━━━ DATA RECORDS

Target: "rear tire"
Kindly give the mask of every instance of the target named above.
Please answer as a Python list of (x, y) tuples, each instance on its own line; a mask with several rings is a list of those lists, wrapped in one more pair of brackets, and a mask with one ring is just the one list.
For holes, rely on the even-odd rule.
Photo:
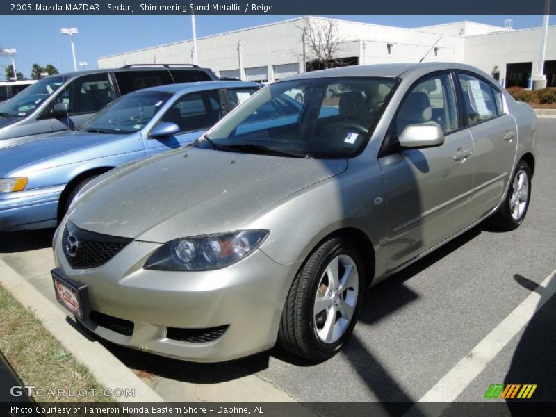
[(365, 272), (359, 251), (336, 236), (307, 259), (282, 311), (278, 343), (314, 361), (334, 356), (353, 331), (361, 306)]
[(509, 183), (508, 193), (498, 211), (489, 222), (502, 231), (517, 229), (527, 215), (531, 199), (531, 169), (525, 161), (516, 167)]

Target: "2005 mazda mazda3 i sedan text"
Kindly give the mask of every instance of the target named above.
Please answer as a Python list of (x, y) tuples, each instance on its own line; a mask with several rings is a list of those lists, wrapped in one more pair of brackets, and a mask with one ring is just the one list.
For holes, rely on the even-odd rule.
[(487, 218), (519, 226), (537, 126), (464, 65), (280, 81), (194, 145), (82, 190), (55, 236), (57, 296), (99, 336), (162, 355), (225, 361), (277, 341), (325, 359), (371, 284)]

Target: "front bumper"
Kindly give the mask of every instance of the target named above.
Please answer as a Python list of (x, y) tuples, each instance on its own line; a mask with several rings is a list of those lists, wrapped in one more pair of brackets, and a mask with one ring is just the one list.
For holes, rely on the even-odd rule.
[(0, 193), (0, 231), (55, 227), (64, 186)]
[[(158, 354), (199, 362), (248, 356), (276, 343), (282, 308), (300, 263), (276, 263), (260, 250), (228, 268), (204, 272), (142, 269), (161, 246), (133, 241), (104, 265), (76, 270), (54, 238), (56, 265), (69, 278), (87, 284), (91, 309), (133, 322), (131, 334), (92, 319), (90, 330), (111, 342)], [(228, 326), (209, 342), (167, 337), (167, 328), (204, 329)]]

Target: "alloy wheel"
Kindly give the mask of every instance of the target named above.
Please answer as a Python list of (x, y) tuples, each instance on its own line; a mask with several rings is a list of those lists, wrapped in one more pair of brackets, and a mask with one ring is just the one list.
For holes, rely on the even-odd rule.
[(519, 220), (527, 209), (529, 195), (529, 177), (523, 169), (518, 171), (512, 183), (512, 198), (509, 199), (509, 212), (512, 218)]
[(313, 314), (322, 342), (334, 343), (349, 327), (357, 305), (359, 281), (355, 261), (348, 255), (336, 256), (327, 266), (317, 286)]

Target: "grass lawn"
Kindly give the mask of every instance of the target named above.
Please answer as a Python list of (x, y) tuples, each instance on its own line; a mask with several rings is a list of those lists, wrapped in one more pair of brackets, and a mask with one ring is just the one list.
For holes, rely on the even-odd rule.
[[(95, 380), (87, 368), (79, 363), (42, 327), (33, 313), (24, 308), (1, 285), (0, 351), (24, 385), (44, 390), (44, 393), (39, 391), (34, 395), (31, 392), (35, 401), (114, 401), (111, 397), (104, 396), (104, 387)], [(65, 397), (57, 396), (58, 389), (65, 390)], [(54, 395), (50, 395), (47, 390), (53, 390), (50, 392)], [(70, 393), (74, 395), (73, 398), (69, 398)]]

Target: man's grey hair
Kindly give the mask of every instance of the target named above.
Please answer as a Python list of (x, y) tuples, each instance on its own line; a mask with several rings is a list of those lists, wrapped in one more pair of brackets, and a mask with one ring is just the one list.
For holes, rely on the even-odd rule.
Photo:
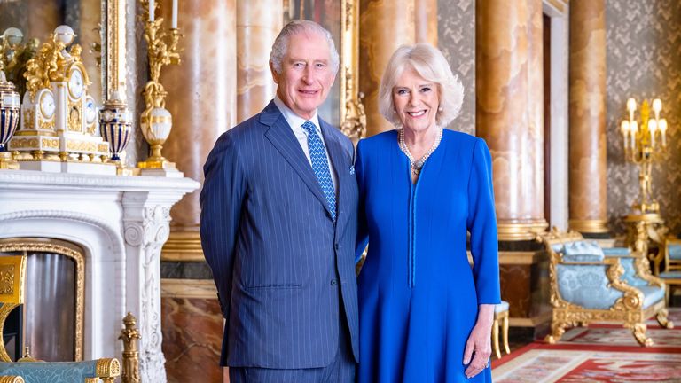
[(334, 74), (338, 73), (340, 59), (338, 56), (336, 44), (333, 43), (333, 36), (331, 35), (331, 32), (314, 21), (305, 20), (292, 20), (284, 26), (279, 35), (274, 40), (272, 51), (270, 52), (270, 61), (272, 63), (275, 72), (281, 74), (281, 62), (288, 51), (288, 43), (291, 40), (291, 36), (301, 33), (314, 33), (326, 38), (331, 56), (331, 67), (333, 69)]

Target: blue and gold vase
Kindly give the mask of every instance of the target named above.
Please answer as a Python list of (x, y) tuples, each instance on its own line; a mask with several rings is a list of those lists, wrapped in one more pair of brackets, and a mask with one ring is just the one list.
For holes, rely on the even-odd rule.
[(19, 125), (21, 101), (14, 91), (14, 84), (8, 82), (0, 71), (0, 169), (18, 169), (19, 164), (7, 151), (7, 143), (14, 136)]
[(99, 129), (102, 137), (109, 142), (111, 160), (120, 162), (120, 154), (132, 134), (132, 114), (123, 101), (113, 99), (104, 103), (99, 111)]

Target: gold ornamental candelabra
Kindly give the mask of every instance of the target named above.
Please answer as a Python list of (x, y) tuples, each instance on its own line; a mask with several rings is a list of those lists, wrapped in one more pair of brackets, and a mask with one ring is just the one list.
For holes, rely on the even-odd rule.
[(639, 168), (639, 199), (635, 201), (631, 207), (641, 215), (658, 214), (660, 205), (652, 196), (652, 168), (653, 162), (658, 160), (667, 149), (667, 120), (660, 118), (662, 102), (659, 98), (653, 100), (653, 116), (650, 115), (647, 100), (641, 104), (639, 121), (634, 118), (636, 110), (636, 100), (629, 98), (629, 118), (622, 121), (621, 125), (624, 157)]
[(170, 135), (172, 115), (166, 106), (168, 92), (160, 82), (160, 70), (167, 65), (179, 65), (181, 51), (177, 48), (180, 34), (177, 28), (177, 0), (173, 0), (172, 26), (168, 32), (162, 29), (163, 18), (155, 18), (154, 0), (140, 0), (141, 18), (145, 22), (145, 40), (147, 43), (150, 80), (143, 92), (145, 108), (140, 116), (142, 133), (151, 146), (151, 155), (137, 167), (143, 169), (175, 169), (175, 164), (161, 154), (163, 143)]
[(139, 383), (139, 348), (137, 341), (142, 338), (135, 326), (137, 319), (132, 313), (123, 318), (125, 328), (121, 330), (118, 339), (123, 341), (123, 365), (121, 379), (122, 383)]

━━━━━━

[TASK TO CARRY OUT] Output the entries as a JSON list of strings, one string per line with blank lines omitted, starting at the first line and ending at the line that contains "161), (516, 167)]". Leave any pictures out of the list.

[RESULT]
[
  "Target: \"rear tire\"",
  "Kindly give the mask of every instance of the target named above.",
  "Please answer as a Python list of (x, y) tuples, each instance on its own line; a mask with several rings is a list of those lists, wrapped in one more pair of brackets, and a mask with one ring is just the one list.",
  "For holes, rely on the even-odd rule.",
  "Photo:",
  "[(365, 272), (359, 251), (336, 236), (307, 259), (282, 311), (278, 343), (314, 361), (334, 356), (353, 331), (361, 306)]",
  "[(509, 183), (508, 193), (498, 211), (489, 222), (502, 231), (517, 229), (527, 215), (531, 199), (531, 169), (525, 161), (516, 167)]"
]